§ Raw records

--- Begin ---

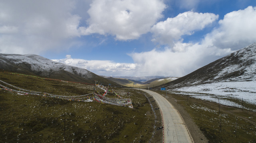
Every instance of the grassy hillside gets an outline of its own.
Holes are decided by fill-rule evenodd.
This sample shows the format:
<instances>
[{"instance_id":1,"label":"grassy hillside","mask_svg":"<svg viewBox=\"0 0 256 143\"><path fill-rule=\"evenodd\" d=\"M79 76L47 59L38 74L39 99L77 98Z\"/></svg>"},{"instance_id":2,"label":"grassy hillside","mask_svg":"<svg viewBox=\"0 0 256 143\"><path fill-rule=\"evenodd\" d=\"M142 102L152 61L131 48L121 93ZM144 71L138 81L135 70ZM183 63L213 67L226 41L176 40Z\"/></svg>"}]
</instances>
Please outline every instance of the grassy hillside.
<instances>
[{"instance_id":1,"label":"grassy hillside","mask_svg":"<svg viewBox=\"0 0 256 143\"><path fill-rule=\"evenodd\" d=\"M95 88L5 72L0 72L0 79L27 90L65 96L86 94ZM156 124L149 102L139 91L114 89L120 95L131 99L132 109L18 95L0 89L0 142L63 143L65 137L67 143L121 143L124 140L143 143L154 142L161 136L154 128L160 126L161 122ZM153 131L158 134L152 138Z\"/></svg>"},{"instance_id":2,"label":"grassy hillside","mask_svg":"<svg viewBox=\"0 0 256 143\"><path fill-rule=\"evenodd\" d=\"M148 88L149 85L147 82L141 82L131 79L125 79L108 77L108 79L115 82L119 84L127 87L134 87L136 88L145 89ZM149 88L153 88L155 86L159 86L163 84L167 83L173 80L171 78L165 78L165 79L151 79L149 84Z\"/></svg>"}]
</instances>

--- End ---
--- Begin ---

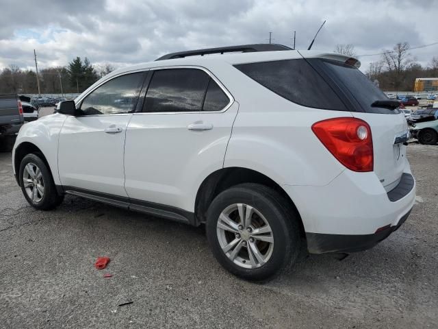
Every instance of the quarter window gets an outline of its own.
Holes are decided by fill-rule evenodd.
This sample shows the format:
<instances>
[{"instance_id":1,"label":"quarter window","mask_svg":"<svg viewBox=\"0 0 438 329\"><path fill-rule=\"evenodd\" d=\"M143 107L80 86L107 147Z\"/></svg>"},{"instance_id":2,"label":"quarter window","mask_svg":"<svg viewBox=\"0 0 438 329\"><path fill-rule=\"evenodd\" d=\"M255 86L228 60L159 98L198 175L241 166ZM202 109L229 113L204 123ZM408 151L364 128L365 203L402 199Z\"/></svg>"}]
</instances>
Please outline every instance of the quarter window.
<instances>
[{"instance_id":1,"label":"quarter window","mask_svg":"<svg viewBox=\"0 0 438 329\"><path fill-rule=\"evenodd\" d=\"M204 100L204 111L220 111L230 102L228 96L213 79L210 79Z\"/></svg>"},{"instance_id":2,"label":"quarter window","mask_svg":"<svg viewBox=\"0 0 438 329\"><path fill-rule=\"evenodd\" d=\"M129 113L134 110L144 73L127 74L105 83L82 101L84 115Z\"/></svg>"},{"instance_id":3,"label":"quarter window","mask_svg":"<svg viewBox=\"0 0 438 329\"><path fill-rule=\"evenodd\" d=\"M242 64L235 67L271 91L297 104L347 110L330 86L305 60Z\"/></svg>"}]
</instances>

--- End ---

§ Aim
Show each line of the records above that contains the word "window".

§ Correct result
Every instance of the quarter window gets an outline of its own.
[{"instance_id":1,"label":"quarter window","mask_svg":"<svg viewBox=\"0 0 438 329\"><path fill-rule=\"evenodd\" d=\"M143 107L80 86L107 147Z\"/></svg>"},{"instance_id":2,"label":"quarter window","mask_svg":"<svg viewBox=\"0 0 438 329\"><path fill-rule=\"evenodd\" d=\"M255 86L228 60L159 98L198 175L241 166ZM202 109L229 113L204 123ZM408 151L364 128L365 203L402 199Z\"/></svg>"}]
Please outline every instance of the quarter window.
[{"instance_id":1,"label":"quarter window","mask_svg":"<svg viewBox=\"0 0 438 329\"><path fill-rule=\"evenodd\" d=\"M204 100L204 111L220 111L230 102L228 96L213 79L210 79Z\"/></svg>"},{"instance_id":2,"label":"quarter window","mask_svg":"<svg viewBox=\"0 0 438 329\"><path fill-rule=\"evenodd\" d=\"M129 113L134 110L144 73L127 74L105 83L82 101L84 115Z\"/></svg>"},{"instance_id":3,"label":"quarter window","mask_svg":"<svg viewBox=\"0 0 438 329\"><path fill-rule=\"evenodd\" d=\"M242 64L235 67L271 91L297 104L347 110L330 86L305 60Z\"/></svg>"}]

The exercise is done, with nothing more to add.